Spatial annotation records
****************

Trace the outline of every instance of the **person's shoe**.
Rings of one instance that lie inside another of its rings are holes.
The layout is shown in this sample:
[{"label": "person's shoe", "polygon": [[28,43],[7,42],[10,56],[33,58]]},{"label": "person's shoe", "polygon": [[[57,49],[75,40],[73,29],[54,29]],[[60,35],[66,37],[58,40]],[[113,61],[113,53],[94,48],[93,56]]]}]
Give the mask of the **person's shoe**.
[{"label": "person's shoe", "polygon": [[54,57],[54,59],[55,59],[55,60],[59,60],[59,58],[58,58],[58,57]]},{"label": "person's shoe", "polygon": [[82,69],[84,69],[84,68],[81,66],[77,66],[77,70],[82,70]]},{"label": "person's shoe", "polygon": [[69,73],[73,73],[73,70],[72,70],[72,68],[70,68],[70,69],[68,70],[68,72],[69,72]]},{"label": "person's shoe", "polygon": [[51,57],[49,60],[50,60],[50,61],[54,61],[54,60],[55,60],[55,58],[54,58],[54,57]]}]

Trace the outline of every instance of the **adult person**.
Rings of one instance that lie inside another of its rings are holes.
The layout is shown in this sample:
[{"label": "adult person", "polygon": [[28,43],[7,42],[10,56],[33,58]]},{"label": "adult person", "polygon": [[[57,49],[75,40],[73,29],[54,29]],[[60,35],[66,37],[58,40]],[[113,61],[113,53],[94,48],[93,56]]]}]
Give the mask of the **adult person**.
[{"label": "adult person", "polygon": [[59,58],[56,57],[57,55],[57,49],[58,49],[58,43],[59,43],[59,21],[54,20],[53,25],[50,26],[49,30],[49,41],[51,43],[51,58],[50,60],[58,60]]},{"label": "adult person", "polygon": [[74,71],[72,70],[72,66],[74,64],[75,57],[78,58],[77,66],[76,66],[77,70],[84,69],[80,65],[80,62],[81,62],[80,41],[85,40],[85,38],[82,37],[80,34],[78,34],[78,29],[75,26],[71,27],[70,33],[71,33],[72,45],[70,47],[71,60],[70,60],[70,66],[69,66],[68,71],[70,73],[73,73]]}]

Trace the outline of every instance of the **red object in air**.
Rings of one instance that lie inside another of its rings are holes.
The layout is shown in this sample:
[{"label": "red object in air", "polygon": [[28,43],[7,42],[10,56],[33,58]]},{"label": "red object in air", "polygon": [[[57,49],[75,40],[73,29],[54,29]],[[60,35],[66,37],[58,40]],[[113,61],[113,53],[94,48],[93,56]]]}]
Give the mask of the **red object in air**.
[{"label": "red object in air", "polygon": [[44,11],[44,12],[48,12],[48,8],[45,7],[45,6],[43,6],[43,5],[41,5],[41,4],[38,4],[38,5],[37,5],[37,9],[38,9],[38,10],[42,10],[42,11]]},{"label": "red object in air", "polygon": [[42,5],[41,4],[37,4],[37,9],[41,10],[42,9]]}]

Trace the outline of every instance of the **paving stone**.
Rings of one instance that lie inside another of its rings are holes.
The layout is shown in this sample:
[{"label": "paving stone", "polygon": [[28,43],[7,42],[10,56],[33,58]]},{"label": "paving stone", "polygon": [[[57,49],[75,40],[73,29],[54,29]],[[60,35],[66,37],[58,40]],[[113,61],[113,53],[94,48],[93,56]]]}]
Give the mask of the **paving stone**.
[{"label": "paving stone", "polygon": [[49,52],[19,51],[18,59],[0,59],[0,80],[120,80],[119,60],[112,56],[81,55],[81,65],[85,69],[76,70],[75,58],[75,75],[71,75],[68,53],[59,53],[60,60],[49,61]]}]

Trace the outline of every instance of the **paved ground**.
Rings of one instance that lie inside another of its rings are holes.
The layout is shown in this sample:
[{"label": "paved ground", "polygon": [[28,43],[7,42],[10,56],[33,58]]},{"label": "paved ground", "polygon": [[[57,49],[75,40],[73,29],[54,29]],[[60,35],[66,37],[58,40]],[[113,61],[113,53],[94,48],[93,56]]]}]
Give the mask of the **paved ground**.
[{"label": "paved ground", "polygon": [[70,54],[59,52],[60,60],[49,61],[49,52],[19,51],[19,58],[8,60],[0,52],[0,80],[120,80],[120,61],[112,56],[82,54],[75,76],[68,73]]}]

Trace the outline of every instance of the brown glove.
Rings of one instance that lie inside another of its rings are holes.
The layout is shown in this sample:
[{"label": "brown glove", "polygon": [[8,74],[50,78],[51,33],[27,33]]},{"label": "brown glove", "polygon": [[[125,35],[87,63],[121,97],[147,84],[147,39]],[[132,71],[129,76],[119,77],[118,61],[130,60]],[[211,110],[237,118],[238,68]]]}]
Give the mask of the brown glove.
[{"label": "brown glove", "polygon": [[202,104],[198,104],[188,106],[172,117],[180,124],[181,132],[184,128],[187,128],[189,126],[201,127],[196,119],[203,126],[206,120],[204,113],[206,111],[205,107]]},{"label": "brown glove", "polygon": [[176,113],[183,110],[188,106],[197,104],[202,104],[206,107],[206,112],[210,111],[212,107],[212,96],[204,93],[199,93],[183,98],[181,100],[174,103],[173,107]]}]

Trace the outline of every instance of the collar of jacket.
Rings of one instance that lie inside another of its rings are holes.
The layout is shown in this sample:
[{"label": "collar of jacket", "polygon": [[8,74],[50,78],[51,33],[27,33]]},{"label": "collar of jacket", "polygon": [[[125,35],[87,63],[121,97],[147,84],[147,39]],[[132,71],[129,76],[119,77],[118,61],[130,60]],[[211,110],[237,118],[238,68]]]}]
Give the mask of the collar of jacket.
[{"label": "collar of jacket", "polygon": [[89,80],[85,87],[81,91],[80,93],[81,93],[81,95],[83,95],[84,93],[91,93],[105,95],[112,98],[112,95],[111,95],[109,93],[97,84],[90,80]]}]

****************

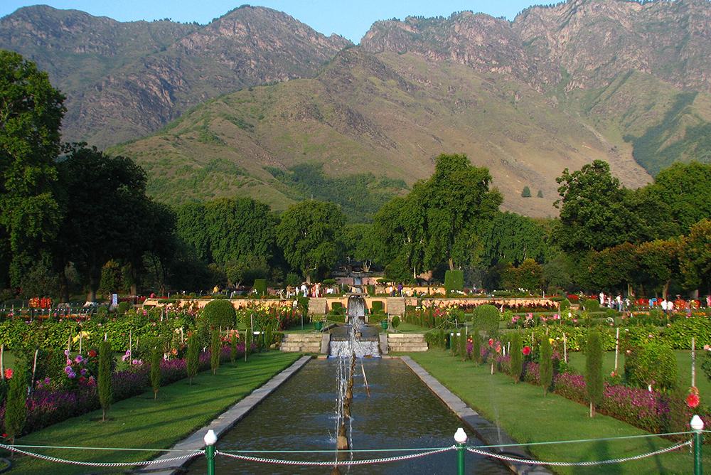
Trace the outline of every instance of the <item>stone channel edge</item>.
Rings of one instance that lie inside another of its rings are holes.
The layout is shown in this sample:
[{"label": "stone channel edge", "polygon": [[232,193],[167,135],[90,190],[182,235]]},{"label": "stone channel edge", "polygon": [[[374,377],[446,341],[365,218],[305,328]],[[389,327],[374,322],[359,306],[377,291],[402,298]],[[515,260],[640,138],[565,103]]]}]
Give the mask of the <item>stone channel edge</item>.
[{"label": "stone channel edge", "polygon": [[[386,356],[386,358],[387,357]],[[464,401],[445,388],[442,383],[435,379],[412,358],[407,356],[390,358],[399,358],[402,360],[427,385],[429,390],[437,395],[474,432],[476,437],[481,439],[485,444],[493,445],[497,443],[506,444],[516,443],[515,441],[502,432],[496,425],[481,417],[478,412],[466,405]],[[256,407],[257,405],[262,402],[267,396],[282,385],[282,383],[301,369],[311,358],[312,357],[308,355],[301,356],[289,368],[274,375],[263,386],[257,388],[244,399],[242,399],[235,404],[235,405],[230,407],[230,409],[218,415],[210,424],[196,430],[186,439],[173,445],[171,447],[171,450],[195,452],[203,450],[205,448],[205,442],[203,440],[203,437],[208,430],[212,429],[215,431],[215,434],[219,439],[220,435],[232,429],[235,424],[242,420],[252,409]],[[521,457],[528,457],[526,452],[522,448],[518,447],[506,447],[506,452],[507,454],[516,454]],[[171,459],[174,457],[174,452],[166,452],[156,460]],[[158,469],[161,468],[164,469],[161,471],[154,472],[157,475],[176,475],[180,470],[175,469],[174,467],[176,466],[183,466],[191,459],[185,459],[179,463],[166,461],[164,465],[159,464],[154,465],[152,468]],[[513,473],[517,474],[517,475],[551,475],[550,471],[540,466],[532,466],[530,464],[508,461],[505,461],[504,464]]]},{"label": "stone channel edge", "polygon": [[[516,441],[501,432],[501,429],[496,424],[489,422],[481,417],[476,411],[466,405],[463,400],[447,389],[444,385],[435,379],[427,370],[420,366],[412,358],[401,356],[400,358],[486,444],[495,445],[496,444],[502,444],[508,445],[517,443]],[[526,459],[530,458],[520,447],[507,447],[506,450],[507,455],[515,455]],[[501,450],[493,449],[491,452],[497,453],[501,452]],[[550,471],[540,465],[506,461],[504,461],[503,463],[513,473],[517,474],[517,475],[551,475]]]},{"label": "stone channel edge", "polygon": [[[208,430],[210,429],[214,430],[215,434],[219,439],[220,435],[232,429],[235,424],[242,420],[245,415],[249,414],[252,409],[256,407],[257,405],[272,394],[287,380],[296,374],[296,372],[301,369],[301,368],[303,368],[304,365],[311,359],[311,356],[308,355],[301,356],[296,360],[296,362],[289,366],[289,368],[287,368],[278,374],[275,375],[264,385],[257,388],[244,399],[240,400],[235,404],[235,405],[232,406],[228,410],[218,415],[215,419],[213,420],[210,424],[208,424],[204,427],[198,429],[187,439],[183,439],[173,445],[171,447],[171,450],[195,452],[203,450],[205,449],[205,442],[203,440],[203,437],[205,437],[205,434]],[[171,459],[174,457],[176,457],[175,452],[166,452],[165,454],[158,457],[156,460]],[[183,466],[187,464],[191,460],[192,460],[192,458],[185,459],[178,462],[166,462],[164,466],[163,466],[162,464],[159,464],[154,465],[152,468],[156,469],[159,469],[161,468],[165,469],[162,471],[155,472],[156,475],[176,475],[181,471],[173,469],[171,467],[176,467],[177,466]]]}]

****************

• **PROBLEM DESCRIPTION**
Locate each line in the items that contains the string "Give", and copy those lines.

• **WRITTEN ANSWER**
Give the mask of the **person's shoe**.
Give the mask of the **adult person**.
Give the mask of the **red object in air**.
Give the mask of the **paving stone**.
Give the mask of the **paved ground**.
Give the mask of the brown glove.
Give the mask of the collar of jacket.
Give the mask of the <item>stone channel edge</item>.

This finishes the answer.